# [OBJECTIVE]
Copy out the lines word for word, starting with the very first line and ending with the line that contains "204L302 211L307 193L307", including that line.

# [MATERIAL PROVIDED]
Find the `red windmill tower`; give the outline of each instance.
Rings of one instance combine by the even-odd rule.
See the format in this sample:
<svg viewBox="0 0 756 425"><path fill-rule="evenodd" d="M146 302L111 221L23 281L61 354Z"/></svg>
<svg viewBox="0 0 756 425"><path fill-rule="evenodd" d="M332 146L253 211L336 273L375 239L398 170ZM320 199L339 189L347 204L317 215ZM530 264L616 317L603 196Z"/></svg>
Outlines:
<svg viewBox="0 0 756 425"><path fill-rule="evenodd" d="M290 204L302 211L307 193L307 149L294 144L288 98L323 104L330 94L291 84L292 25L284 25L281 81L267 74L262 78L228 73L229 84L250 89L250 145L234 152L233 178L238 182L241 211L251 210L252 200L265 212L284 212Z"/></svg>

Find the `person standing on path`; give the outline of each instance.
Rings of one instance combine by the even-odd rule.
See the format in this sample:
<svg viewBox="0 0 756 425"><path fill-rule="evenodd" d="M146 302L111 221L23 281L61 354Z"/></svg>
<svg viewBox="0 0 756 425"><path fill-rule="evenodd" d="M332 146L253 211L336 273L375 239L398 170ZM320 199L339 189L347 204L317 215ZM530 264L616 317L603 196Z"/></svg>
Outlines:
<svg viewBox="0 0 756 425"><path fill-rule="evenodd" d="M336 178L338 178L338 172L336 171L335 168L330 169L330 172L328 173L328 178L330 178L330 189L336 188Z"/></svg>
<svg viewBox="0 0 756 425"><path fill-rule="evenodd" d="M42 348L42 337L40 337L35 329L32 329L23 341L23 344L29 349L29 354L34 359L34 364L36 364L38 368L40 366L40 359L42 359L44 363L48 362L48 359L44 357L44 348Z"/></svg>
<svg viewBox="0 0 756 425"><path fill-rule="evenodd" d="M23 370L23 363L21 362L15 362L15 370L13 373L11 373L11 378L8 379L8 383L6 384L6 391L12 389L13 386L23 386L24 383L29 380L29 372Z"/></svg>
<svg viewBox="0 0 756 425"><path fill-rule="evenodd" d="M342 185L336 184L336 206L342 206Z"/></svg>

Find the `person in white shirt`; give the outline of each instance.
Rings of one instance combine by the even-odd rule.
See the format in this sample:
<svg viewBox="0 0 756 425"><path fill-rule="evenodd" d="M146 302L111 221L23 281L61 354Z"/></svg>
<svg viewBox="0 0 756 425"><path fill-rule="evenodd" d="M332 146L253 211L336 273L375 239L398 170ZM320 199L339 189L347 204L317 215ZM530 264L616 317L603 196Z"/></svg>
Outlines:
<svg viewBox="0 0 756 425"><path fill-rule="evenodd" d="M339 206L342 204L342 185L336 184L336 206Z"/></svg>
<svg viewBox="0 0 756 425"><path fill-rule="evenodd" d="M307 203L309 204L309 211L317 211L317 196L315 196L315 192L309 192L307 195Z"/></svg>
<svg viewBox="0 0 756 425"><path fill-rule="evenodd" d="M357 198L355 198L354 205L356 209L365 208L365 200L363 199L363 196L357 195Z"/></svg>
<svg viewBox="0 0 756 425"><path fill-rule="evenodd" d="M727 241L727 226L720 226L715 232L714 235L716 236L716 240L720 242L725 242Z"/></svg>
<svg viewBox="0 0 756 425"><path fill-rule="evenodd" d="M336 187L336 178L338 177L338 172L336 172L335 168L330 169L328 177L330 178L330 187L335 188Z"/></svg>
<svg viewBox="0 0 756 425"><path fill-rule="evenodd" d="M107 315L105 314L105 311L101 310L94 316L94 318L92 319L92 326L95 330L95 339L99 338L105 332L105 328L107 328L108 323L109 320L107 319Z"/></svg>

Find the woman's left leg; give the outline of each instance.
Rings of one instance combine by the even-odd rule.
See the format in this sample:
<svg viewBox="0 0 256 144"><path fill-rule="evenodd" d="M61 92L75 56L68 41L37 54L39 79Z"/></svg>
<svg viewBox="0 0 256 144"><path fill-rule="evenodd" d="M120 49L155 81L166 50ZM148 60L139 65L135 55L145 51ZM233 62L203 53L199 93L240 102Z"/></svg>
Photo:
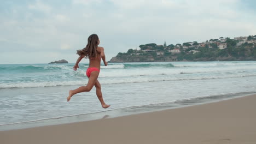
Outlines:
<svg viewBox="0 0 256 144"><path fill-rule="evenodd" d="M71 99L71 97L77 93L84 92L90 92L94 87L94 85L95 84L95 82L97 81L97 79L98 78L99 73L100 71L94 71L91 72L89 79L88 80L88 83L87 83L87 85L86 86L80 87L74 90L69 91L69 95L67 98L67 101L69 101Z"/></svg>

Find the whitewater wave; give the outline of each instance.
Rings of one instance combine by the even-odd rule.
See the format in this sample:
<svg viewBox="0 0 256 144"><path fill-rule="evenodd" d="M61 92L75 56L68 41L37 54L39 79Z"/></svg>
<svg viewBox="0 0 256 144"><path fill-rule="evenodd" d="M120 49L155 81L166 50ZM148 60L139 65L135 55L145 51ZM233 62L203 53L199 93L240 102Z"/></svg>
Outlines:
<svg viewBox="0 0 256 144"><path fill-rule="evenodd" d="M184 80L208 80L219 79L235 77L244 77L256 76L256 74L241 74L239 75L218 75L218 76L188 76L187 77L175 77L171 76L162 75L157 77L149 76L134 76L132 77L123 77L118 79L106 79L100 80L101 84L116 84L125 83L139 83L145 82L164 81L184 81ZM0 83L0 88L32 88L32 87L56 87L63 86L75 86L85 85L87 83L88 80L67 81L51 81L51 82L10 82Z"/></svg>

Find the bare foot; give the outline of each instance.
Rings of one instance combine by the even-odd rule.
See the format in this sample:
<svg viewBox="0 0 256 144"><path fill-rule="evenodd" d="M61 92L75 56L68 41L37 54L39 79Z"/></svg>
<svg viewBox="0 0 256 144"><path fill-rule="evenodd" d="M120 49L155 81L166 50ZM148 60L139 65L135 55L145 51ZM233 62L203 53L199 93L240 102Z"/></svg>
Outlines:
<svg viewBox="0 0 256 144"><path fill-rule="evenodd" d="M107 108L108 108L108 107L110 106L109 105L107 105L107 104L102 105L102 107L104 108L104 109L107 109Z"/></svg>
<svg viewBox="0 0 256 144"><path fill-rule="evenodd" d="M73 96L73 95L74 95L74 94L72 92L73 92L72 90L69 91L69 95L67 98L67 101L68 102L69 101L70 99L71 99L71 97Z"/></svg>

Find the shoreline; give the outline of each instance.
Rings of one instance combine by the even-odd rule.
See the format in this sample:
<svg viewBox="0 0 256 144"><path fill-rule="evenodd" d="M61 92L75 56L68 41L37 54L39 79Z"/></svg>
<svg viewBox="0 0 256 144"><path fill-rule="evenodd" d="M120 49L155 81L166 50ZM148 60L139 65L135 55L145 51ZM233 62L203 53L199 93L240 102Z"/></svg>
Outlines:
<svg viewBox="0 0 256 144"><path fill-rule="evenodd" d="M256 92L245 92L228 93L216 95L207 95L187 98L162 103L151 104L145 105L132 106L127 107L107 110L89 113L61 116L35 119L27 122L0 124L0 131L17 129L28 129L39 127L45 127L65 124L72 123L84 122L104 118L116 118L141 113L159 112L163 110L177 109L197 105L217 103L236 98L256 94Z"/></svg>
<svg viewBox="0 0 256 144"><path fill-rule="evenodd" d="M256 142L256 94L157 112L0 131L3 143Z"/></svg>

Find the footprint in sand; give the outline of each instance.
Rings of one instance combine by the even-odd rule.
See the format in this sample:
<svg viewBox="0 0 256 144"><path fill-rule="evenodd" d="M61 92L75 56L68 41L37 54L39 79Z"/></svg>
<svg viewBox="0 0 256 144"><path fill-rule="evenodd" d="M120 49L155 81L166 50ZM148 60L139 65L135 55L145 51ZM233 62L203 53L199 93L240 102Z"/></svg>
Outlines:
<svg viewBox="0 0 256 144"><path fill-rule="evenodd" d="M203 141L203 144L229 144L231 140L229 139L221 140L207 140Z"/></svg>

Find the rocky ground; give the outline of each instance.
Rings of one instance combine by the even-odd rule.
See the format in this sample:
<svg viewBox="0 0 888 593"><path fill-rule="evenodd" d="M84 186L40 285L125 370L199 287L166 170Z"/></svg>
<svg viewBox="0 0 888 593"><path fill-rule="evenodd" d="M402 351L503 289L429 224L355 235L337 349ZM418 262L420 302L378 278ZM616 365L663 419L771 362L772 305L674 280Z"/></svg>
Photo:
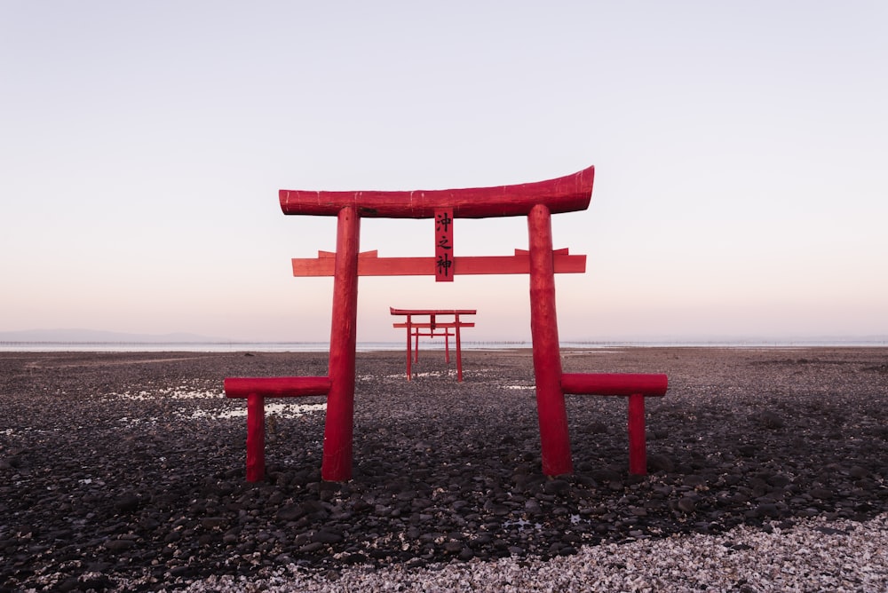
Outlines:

# [FINAL RESULT]
Find the `red windmill tower`; give the outline of each instance.
Rings of one instance combine by the even-odd rule.
See the format in this sample:
<svg viewBox="0 0 756 425"><path fill-rule="evenodd" d="M146 302L111 221L23 281L61 354Z"/></svg>
<svg viewBox="0 0 756 425"><path fill-rule="evenodd" d="M332 146L253 211L336 273L375 239L398 170ZM320 199L339 189L347 204L317 215ZM530 264L616 317L603 196Z"/></svg>
Outlines:
<svg viewBox="0 0 756 425"><path fill-rule="evenodd" d="M290 204L302 211L307 193L307 149L294 144L288 98L323 104L330 94L291 84L292 25L284 25L281 81L267 74L262 78L228 73L229 84L250 89L250 145L234 152L233 178L238 182L241 211L251 210L252 200L265 212L284 212Z"/></svg>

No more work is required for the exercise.